Data items.
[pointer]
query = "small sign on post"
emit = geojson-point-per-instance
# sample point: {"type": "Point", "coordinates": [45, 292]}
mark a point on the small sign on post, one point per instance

Description of the task. Please make the answer a complete, exact reproduction of the records.

Written response.
[pointer]
query = "small sign on post"
emit = geojson-point-per-instance
# sample point: {"type": "Point", "coordinates": [45, 292]}
mark a point on the small sign on post, one point per instance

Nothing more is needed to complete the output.